Cheng-Yuan Ho, He-Bi Yang, Jui-Chiu Chiang, Yu-Lun Liu, Wen-Hsiao Peng

2025-12-11

TED-4DGS: Temporally Activated and Embedding-based Deformation for 4DGS Compression

Summary

This paper introduces a new method, called TED-4DGS, for efficiently representing and compressing videos as 3D scenes. It builds upon recent advances in representing static 3D scenes with 'Gaussian Splatting' and extends it to handle changes over time.

What's the problem?

Existing methods for representing dynamic 3D scenes either use too many details that quickly disappear, making them inefficient, or they deform the 3D scene in ways that aren't naturally tied to how time progresses. Essentially, they struggle to find a good balance between accurately showing movement and keeping the file size manageable. Compressing these dynamic 3D scenes effectively, meaning getting a good visual quality with a small file size, hasn't been fully explored.

What's the solution?

TED-4DGS solves this by using a system of 'anchors' – think of them as key points in the 3D scene. Each anchor has settings that control when it appears and disappears in the video. It also uses a 'deformation bank' which is a collection of ways to subtly change the shape of each anchor over time, and each anchor picks the deformation that works best for it. To make the file size even smaller, the method uses a smart way to predict the properties of these anchors and how they relate to each other, using something called an 'implicit neural representation' and 'autoregressive modeling'.

Why it matters?

This work is important because it's one of the first to focus on compressing dynamic 3D scenes in a way that balances visual quality and file size. This could lead to more efficient ways to store and share complex 3D videos, potentially impacting fields like virtual reality, augmented reality, and even filmmaking.

•••••

JOB 1
Reproduce the stretch of the TED-4DGS summary from "This paper introduces" through "been fully explored.", keeping every word as it appears.
JOB 2
In the TED-4DGS summary, what do the settings of each anchor control?
JOB 3
Write the next part of the TED-4DGS summary, starting after its final sentence.

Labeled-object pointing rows
•••••

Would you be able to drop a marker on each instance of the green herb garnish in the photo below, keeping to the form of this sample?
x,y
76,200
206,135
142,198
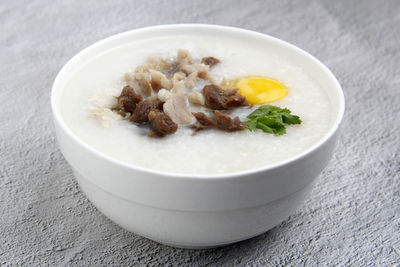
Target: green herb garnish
x,y
271,119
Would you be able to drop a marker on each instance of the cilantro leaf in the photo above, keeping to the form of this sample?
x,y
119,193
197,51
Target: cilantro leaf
x,y
271,119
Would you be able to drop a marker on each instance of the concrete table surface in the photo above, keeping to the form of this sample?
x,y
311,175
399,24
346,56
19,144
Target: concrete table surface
x,y
352,215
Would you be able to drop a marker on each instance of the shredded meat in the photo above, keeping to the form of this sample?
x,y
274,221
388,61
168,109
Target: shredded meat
x,y
210,61
159,80
217,98
224,122
143,109
128,100
161,123
203,120
176,108
195,97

•••••

REPLY 1
This paper introduces a new method, called TED-4DGS, for efficiently representing and compressing videos as 3D scenes. It builds upon recent advances in representing static 3D scenes with 'Gaussian Splatting' and extends it to handle changes over time.

What's the problem?

Existing methods for representing dynamic 3D scenes either use too many details that quickly disappear, making them inefficient, or they deform the 3D scene in ways that aren't naturally tied to how time progresses. Essentially, they struggle to find a good balance between accurately showing movement and keeping the file size manageable. Compressing these dynamic 3D scenes effectively, meaning getting a good visual quality with a small file size, hasn't been fully explored.

REPLY 2
When the anchor appears and disappears in the video.

REPLY 3
Abstract

Building on the success of 3D Gaussian Splatting (3DGS) in static 3D scene representation, its extension to dynamic scenes, commonly referred to as 4DGS or dynamic 3DGS, has attracted increasing attention. However, designing more compact and efficient deformation schemes together with rate-distortion-optimized compression strategies for dynamic 3DGS representations remains an underexplored area. Prior methods either rely on space-time 4DGS with overspecified, short-lived Gaussian primitives or on canonical 3DGS with deformation that lacks explicit temporal control. To address this, we present TED-4DGS, a temporally activated and embedding-based deformation scheme for rate-distortion-optimized 4DGS compression that unifies the strengths of both families. TED-4DGS is built on a sparse anchor-based 3DGS representation. Each canonical anchor is assigned learnable temporal-activation parameters to specify its appearance and disappearance transitions over time, while a lightweight per-anchor temporal embedding queries a shared deformation bank to produce anchor-specific deformation. For rate-distortion compression, we incorporate an implicit neural representation (INR)-based hyperprior to model anchor attribute distributions, along with a channel-wise autoregressive model to capture intra-anchor correlations. With these novel elements, our scheme achieves state-of-the-art rate-distortion performance on several real-world datasets. To the best of our knowledge, this work represents one of the first attempts to pursue a rate-distortion-optimized compression framework for dynamic 3DGS representations.